→ Excerpt provided:
· · ·

### Downloading Dataset from HF

In [1]:
#loading from hugging face datasets
from datasets import load_dataset
dataset = load_dataset("multi_news")

  from .autonotebook import tqdm as notebook_tqdm
Downloading builder script: 100%|██████████| 3.83k/3.83k [00:00<00:00, 20.8MB/s]
Downloading metadata: 100%|██████████| 2.82k/2.82k [00:00<00:00, 13.8MB/s]
Downloading readme: 100%|██████████| 10.6k/10.6k [00:00<00:00, 22.6MB/s]
Downloading data: 100%|██████████| 548M/548M [00:53<00:00, 10.3MB/s]
Downloading data: 100%|██████████| 58.8M/58.8M [00:06<00:00, 9.07MB/s]
Downloading data: 100%|██████████| 66.9M/66.9M [00:07<00:00, 9.11MB/s]
Downloading data: 100%|██████████| 7.30M/7.30M [00:01<00:00, 4.18MB/s]
Downloading data: 100%|██████████| 69.0M/69.0M [00:17<00:00, 3.87MB/s]
Downloading data: 100%|██████████| 7.31M/7.31M [00:00<00:00, 9.86MB/s]
Downloading data files: 100%|██████████| 3/3 [01:41<00:00, 33.80s/it]
Generating train split: 100%|██████████| 44972/44972 [00:02<00:00, 19747.53 examples/s]
Generating validation split: 100%|██████████| 5622/5622 [00:00<00:00, 20398.41 examples/s]
Generating test split: 100%|██████████| 5622/562

In [9]:
import pandas as pd

#convert the train, validation, and test splits to DataFrames
train_df = pd.DataFrame({'document': dataset['train']['document'], 'summary': dataset['train']['summary']})
validation_df = pd.DataFrame({'document': dataset['validation']['document'], 'summary': dataset['validation']['summary']})
test_df = pd.DataFrame({'document': dataset['test']['document'], 'summary': dataset['test']['summary']})

#file paths to save the CSV files
train_csv_path = 'train.csv'
validation_csv_path = 'validation.csv'
test_csv_path = 'test.csv'
train_df.to_csv(train_csv_path, index=False)
validation_df.to_csv(validation_csv_path, index=False)
test_df.to_csv(test_csv_path, index=False)

print(f"Train data saved to {train_csv_path}")
print(f"Validation data saved to {validation_csv_path}")
print(f"Test data saved to {test_csv_path}")

Train data saved to train.csv
Validation data saved to validation.csv
Test data saved to test.csv


### Converting Data To Suitable Format

In [10]:
#function to split documents and calculate length
def split_and_count(documents):
    #split documents by the delimiter and strip whitespace
    documents_list = [doc.strip() for doc in documents.split("|||||")]
    #calculate the length of the list
    num_documents = len(documents_list)

· · ·

→ Records provided:

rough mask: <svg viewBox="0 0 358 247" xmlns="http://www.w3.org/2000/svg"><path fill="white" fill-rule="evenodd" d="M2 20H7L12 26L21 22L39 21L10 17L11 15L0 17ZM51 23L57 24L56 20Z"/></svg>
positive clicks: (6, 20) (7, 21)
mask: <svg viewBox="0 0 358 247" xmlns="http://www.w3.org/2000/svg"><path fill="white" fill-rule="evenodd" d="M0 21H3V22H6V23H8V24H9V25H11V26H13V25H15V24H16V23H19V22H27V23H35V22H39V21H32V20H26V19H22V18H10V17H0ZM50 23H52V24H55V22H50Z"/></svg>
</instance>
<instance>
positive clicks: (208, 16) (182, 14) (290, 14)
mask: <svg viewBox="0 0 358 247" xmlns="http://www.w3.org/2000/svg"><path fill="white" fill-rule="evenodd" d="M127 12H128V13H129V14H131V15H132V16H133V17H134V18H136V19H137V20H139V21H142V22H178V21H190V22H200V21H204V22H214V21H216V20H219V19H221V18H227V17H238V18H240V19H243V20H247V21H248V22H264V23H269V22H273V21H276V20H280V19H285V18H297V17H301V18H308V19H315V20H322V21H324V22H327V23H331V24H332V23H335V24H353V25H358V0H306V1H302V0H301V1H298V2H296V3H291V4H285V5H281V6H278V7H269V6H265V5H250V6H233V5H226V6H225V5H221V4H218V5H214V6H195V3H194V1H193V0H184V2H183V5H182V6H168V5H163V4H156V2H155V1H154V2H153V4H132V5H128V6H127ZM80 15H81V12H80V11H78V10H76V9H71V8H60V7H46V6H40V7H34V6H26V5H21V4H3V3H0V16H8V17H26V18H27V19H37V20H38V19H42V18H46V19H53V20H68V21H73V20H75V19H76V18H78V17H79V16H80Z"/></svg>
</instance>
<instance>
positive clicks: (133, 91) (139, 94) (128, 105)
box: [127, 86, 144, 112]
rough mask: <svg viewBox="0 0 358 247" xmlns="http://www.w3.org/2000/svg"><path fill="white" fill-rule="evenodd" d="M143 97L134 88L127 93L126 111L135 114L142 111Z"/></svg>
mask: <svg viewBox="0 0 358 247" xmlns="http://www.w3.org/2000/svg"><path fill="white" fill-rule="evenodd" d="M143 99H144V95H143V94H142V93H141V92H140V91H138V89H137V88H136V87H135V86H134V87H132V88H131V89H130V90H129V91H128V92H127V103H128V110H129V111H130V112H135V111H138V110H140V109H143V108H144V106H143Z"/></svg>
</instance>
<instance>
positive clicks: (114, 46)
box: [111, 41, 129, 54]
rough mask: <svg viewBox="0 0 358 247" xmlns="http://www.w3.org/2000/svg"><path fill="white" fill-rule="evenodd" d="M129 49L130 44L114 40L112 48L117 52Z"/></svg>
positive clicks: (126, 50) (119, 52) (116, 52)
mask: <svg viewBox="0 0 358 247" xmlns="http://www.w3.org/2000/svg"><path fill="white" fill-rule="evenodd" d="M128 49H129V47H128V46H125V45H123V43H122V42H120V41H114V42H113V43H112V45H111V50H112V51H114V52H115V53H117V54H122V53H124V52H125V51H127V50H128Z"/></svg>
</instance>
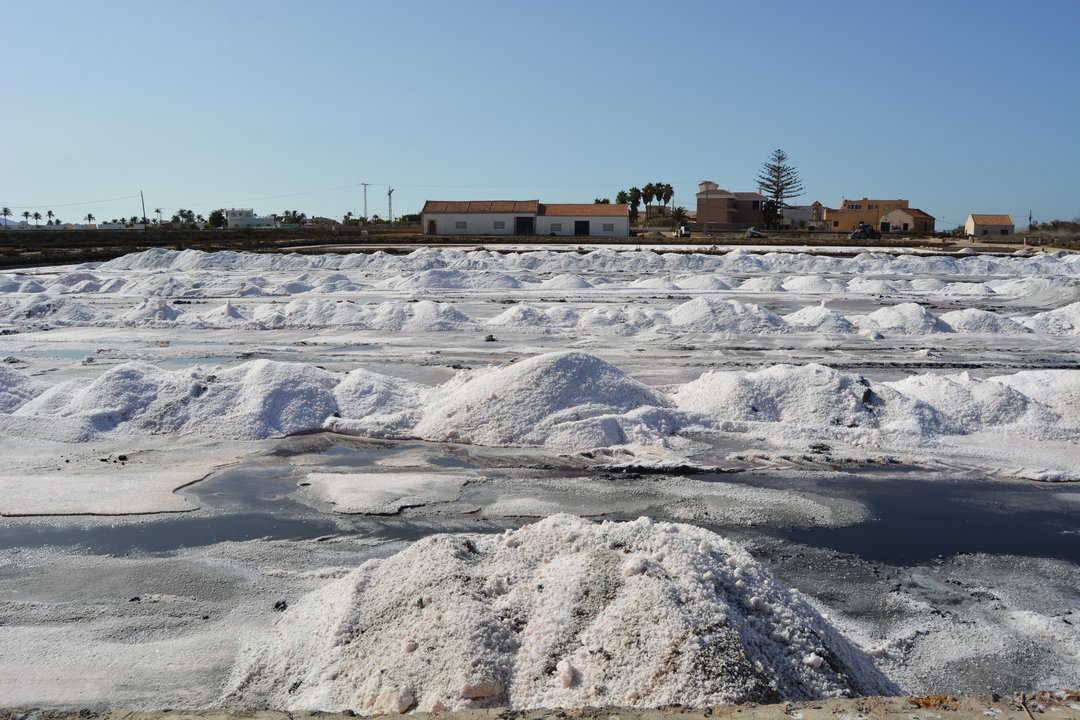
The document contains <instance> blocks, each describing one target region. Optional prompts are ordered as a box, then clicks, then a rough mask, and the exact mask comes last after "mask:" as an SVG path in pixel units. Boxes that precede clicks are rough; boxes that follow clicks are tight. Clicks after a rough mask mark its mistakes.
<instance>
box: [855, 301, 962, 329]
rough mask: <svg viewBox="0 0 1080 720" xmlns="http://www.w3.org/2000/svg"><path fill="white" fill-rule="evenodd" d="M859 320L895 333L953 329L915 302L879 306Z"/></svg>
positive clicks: (874, 328) (874, 327)
mask: <svg viewBox="0 0 1080 720" xmlns="http://www.w3.org/2000/svg"><path fill="white" fill-rule="evenodd" d="M861 320H862V322H864V323H865V324H866V325H867V326H868V327H869V328H872V329H875V330H880V331H882V332H893V334H896V335H923V334H927V332H951V331H953V328H950V327H949V326H948V325H946V324H945V323H943V322H942V321H941V318H940V317H937V315H934V314H933V313H931V312H930V311H929V310H927V309H926V308H923V307H922V305H920V304H918V303H915V302H904V303H902V304H899V305H892V307H890V308H881V309H880V310H875V311H874V312H872V313H870V314H868V315H864V316H862V318H861Z"/></svg>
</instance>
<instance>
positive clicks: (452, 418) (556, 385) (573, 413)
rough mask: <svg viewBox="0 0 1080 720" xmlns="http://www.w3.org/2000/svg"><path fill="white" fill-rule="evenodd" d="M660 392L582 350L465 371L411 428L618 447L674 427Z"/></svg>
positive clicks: (426, 431) (448, 386)
mask: <svg viewBox="0 0 1080 720" xmlns="http://www.w3.org/2000/svg"><path fill="white" fill-rule="evenodd" d="M670 405H671V403H670V400H669V399H667V398H666V397H665V396H664V395H663V394H661V393H659V392H657V391H654V390H652V389H650V388H648V386H647V385H644V384H642V383H640V382H638V381H636V380H633V379H631V378H629V377H626V376H625V375H624V373H623V372H622V371H621V370H620V369H619V368H617V367H615V366H613V365H610V364H609V363H607V362H605V361H603V359H600V358H598V357H595V356H593V355H590V354H588V353H582V352H558V353H549V354H545V355H539V356H537V357H531V358H529V359H526V361H522V362H519V363H515V364H513V365H508V366H503V367H498V368H492V369H486V370H465V371H462V372H459V373H458V375H457V376H455V378H454V379H453V380H450V381H449V382H447V383H446V384H445V385H442V386H440V388H438V389H436V390H435V391H433V392H432V394H431V396H430V399H429V404H428V406H427V408H426V410H424V416H423V419H422V420H421V421H420V422H419V423H417V425H416V427H414V430H413V432H414V434H416V435H417V436H419V437H422V438H424V439H431V440H445V441H455V443H472V444H476V445H552V446H561V447H569V448H592V447H608V446H612V445H623V444H626V443H631V441H637V440H643V439H645V438H647V437H650V436H651V437H653V438H654V437H657V436H661V435H667V434H671V433H672V432H674V430H675V427H674V423H673V420H672V419H671V418H670V417H669V416H667V413H666V412H663V411H660V410H659V408H664V407H667V406H670Z"/></svg>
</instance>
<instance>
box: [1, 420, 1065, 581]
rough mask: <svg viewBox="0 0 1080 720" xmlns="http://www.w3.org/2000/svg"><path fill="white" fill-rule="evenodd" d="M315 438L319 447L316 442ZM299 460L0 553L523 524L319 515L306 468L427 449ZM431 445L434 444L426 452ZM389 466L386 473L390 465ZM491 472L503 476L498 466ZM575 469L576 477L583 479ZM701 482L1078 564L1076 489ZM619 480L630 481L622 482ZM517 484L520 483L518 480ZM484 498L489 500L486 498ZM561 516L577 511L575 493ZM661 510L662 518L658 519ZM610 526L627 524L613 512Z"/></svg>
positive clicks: (398, 535) (55, 525) (836, 478)
mask: <svg viewBox="0 0 1080 720" xmlns="http://www.w3.org/2000/svg"><path fill="white" fill-rule="evenodd" d="M312 441H315V440H312ZM306 450H307V451H306V452H303V451H301V454H307V456H309V457H310V462H307V463H303V464H302V465H301V466H299V467H297V466H294V465H293V464H291V463H289V461H288V459H287V456H288V454H293V453H285V454H279V456H270V457H262V458H259V459H257V460H255V461H252V462H247V463H244V464H242V465H240V466H234V467H230V468H228V470H226V471H224V472H222V473H220V474H218V475H216V476H215V477H213V478H211V479H208V480H205V481H203V483H200V484H197V485H194V486H191V487H189V488H186V489H184V490H183V491H181V492H184V493H185V494H188V495H190V497H191V498H192V500H193V501H194V502H195V503H197V504H199V505H201V506H202V507H203V508H204V510H203V511H201V512H199V513H192V514H180V515H162V516H156V517H145V518H95V519H92V520H87V519H85V518H62V519H59V520H40V521H26V520H11V519H6V518H0V549H10V548H15V547H40V546H62V547H63V546H70V547H78V548H82V549H84V551H86V552H91V553H97V554H127V553H138V552H143V553H167V552H173V551H177V549H181V548H184V547H197V546H203V545H210V544H213V543H218V542H225V541H246V540H256V539H269V540H313V539H319V538H322V536H326V535H341V534H354V535H360V536H365V538H368V536H370V538H378V539H384V540H415V539H418V538H421V536H423V535H426V534H430V533H432V532H461V531H471V532H477V531H480V532H486V531H498V530H499V529H501V528H505V527H517V526H519V525H521V524H522V522H523V521H526V520H525V519H522V518H501V519H490V520H482V519H480V518H477V517H476V516H475V515H469V514H461V513H460V512H454V513H449V514H445V512H443V513H438V514H431V513H429V514H426V513H423V511H422V510H421V511H416V512H410V513H407V514H405V515H402V516H387V517H373V516H347V515H334V514H332V513H329V512H325V513H321V512H319V511H318V510H316V508H313V507H311V506H309V505H305V504H302V503H300V502H297V500H296V491H297V488H298V485H299V484H301V483H302V481H303V478H305V476H306V475H307V473H308V472H310V471H348V470H378V467H377V466H376V461H377V460H383V461H384V460H386V459H387V458H389V457H391V456H393V454H394V453H395V452H405V453H411V454H410V458H411V459H413V460H415V459H416V457H417V456H416V453H417V452H418V451H420V452H422V451H426V448H424V447H423V446H417V445H401V446H397V447H387V446H386V445H383V446H379V445H377V444H372V445H368V446H360V445H357V446H354V447H342V446H341V445H330V446H329V447H325V446H324V447H319V448H314V447H307V448H306ZM427 450H430V447H429V448H427ZM427 462H428V465H429V467H430V468H431V470H432V471H434V472H437V471H438V468H440V467H443V468H446V470H448V471H462V470H478V471H480V472H481V473H482V474H490V473H489V471H484V470H482V468H480V467H477V465H476V464H474V463H473V462H471V461H470V459H464V458H461V457H453V456H451V454H442V456H432V457H429V458H427ZM386 470H388V471H389V470H391V468H389V467H388V468H386ZM496 472H498V471H496ZM580 474H581V473H580V471H579V472H577V473H576V475H578V476H580ZM534 475H535V476H536V477H535V478H534V479H535V480H536V479H538V478H541V477H545V478H548V479H550V478H552V477H559V476H561V472H559V471H557V470H555V471H551V472H546V473H540V472H537V473H534ZM517 477H518V480H517V481H519V483H521V488H522V490H521V493H522V495H523V497H528V495H529V492H530V487H532V486H531V484H530V480H529V473H528V472H524V473H519V474H518V475H517ZM693 479H698V480H701V481H702V483H708V481H724V483H737V484H745V485H747V486H755V487H768V488H771V489H774V490H785V491H791V492H793V493H797V494H802V493H807V494H811V495H813V497H814V498H816V499H818V500H822V499H828V498H835V499H837V500H845V501H848V500H855V501H859V502H861V503H863V504H865V505H866V506H867V508H868V511H869V518H868V519H867V520H865V521H862V522H858V524H855V525H852V526H849V527H843V528H811V529H806V528H786V527H775V526H773V527H758V528H753V529H751V530H750V533H751V534H754V533H761V534H765V535H768V536H771V538H775V539H780V540H785V541H794V542H797V543H800V544H805V545H809V546H813V547H821V548H831V549H834V551H838V552H842V553H850V554H852V555H855V556H858V557H860V558H862V559H865V560H870V561H878V562H885V563H889V565H895V566H912V565H924V563H928V562H932V561H934V560H935V559H937V558H940V557H950V556H955V555H959V554H964V553H987V554H995V555H1018V556H1029V557H1049V558H1056V559H1062V560H1068V561H1071V562H1077V563H1080V487H1078V486H1070V485H1048V484H1035V483H1026V481H1002V480H995V479H990V478H987V477H978V476H972V475H968V476H966V477H961V478H956V477H948V476H945V475H942V474H936V473H934V474H930V473H928V472H927V471H922V470H919V468H905V467H899V468H897V467H889V468H864V470H862V471H858V472H850V473H843V474H840V475H836V474H824V473H823V474H822V475H821V476H820V477H815V476H810V477H809V479H808V476H807V474H805V473H800V474H798V475H797V476H793V477H787V476H784V475H756V474H751V473H746V474H737V475H700V476H697V477H696V478H693ZM625 481H626V483H634V480H633V479H631V478H627V479H626V480H625ZM515 484H516V483H515ZM484 487H485V486H483V485H480V486H475V491H474V492H473V493H472V495H471V502H481V504H486V502H490V501H492V500H494V499H495V498H497V497H498V495H500V494H501V495H502V497H503V498H512V497H514V492H513V491H508V490H507V489H505V488H507V485H505V484H503V486H502V489H501V490H500V491H498V492H496V491H495V490H494V489H488V490H485V489H484ZM488 495H490V498H489V497H488ZM566 511H567V512H571V513H572V512H573V503H572V497H571V498H568V499H567V506H566ZM663 512H664V511H663V510H662V508H661V510H659V511H658V514H657V517H658V518H662V517H663V515H662V513H663ZM610 517H611V519H633V518H622V517H618V516H617V515H612V516H610ZM698 525H702V526H704V527H708V528H710V529H713V530H716V531H718V532H720V533H724V532H725V531H727V532H729V533H730V532H732V531H735V534H738V535H745V534H746V532H747V529H746V528H745V527H743V526H739V527H730V528H726V527H724V526H717V525H715V524H711V522H710V521H708V518H707V517H705V518H702V519H701V520H699V521H698Z"/></svg>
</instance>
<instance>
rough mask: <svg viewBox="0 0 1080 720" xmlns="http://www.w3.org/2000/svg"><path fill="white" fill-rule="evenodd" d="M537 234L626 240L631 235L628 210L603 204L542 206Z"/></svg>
mask: <svg viewBox="0 0 1080 720" xmlns="http://www.w3.org/2000/svg"><path fill="white" fill-rule="evenodd" d="M537 234H538V235H573V236H578V237H626V236H627V235H630V208H629V207H627V206H626V205H609V204H606V203H593V204H588V205H586V204H584V203H572V204H570V203H562V204H557V205H549V204H541V205H540V215H539V216H538V217H537Z"/></svg>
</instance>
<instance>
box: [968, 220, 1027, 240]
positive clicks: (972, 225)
mask: <svg viewBox="0 0 1080 720" xmlns="http://www.w3.org/2000/svg"><path fill="white" fill-rule="evenodd" d="M1002 230H1004V231H1005V232H1004V233H1002V232H1001V231H1002ZM963 231H964V232H966V233H967V234H969V235H975V236H976V237H982V236H983V235H984V234H985V235H998V236H999V237H1000V236H1001V235H1002V234H1005V235H1011V234H1013V233H1014V232H1015V231H1016V226H1014V225H976V223H975V220H974V219H973V218H971V217H968V221H967V222H964V223H963ZM984 231H985V232H984Z"/></svg>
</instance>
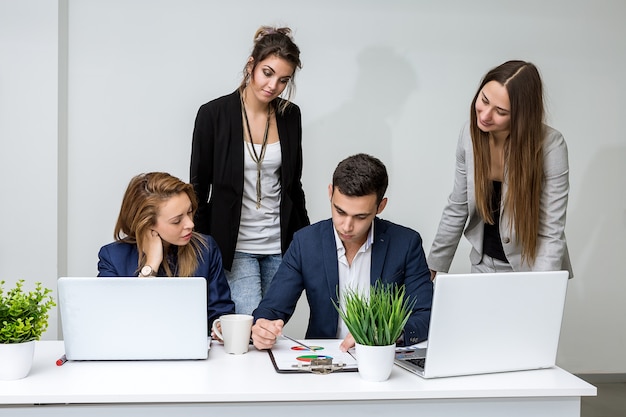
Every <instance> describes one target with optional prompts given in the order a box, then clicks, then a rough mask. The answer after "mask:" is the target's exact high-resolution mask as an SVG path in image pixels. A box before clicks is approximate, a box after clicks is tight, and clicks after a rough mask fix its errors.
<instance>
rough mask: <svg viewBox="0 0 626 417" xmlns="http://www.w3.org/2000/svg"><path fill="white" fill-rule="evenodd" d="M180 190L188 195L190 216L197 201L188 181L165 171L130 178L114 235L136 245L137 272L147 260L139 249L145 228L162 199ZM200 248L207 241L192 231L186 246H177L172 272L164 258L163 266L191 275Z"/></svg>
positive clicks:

· · ·

Proceed with the notebook that loads and converts the multi_news dataset, picking up directly after its final line.

    return documents_list, num_documents

In [11]:
#split_and_count function to the train, validation, and test splits
train_df['documents'], train_df['num_documents'] = zip(*train_df['document'].map(split_and_count))
validation_df['documents'], validation_df['num_documents'] = zip(*validation_df['document'].map(split_and_count))
test_df['documents'], test_df['num_documents'] = zip(*test_df['document'].map(split_and_count))

#drop the original "document" column
train_df.drop(columns=['document'], inplace=True)
validation_df.drop(columns=['document'], inplace=True)
test_df.drop(columns=['document'], inplace=True)

train_df = train_df[['documents', 'num_documents', 'summary']]
validation_df = validation_df[['documents', 'num_documents', 'summary']]
test_df = test_df[['documents', 'num_documents', 'summary']]

#define file paths for CSV files
train_csv_path = 'multi_news/train.csv'
validation_csv_path = 'multi_news/validation.csv'
test_csv_path = 'multi_news/test.csv'

#save the modified DataFrames as CSV files
train_df.to_csv(train_csv_path, index=False)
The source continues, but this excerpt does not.